# Text excerpt
***
Prompts in Code Is a Trap. Here Are Two Ways Out.

§ 01

I Blew My Budget Because I Hardcoded a Model

One agent. One provider. Anthropic. Prompts in the codebase. Everything worked.

Then I needed to process images at scale. Anthropic's vision pricing accumulated faster than I noticed. When the bill arrived, I understood something I had not fully grasped before: models are not just a technical choice. They are a cost lever. And when that lever is hardcoded, you cannot pull it without a deployment.

I added OpenAI for image tasks. Then DeepSeek for better Asian language context. Three providers, three API keys, three billing relationships, and routing logic scattered across my codebase. Every model change required touching code. Every prompt edit meant a commit, a review, a deploy.

That is when I built two things: a prompt management system, and two different approaches to model selection. Both as POCs, on a live agent, under real budget pressure. This is what I learned — including whether I would build it again or just use what already exists.
***
# Entries shown

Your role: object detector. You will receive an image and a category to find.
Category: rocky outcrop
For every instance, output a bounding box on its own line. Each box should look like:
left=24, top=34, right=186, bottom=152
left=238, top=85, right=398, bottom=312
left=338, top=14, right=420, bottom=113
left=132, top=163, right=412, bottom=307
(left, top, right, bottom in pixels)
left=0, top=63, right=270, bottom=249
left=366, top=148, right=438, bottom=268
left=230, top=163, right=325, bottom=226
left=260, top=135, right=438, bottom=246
***
# Task 1
In the piece on hardcoded prompts, which provider was added for image tasks?
# Task 2
List every AI provider named in the piece on hardcoded prompts.
# Task 3
Repeat the stretch of the piece on hardcoded prompts from "Then I needed" through "review, a deploy.".

# Reply 1
OpenAI.

# Reply 2
Anthropic, OpenAI, DeepSeek

# Reply 3
Then I needed to process images at scale. Anthropic's vision pricing accumulated faster than I noticed. When the bill arrived, I understood something I had not fully grasped before: models are not just a technical choice. They are a cost lever. And when that lever is hardcoded, you cannot pull it without a deployment.

I added OpenAI for image tasks. Then DeepSeek for better Asian language context. Three providers, three API keys, three billing relationships, and routing logic scattered across my codebase. Every model change required touching code. Every prompt edit meant a commit, a review, a deploy.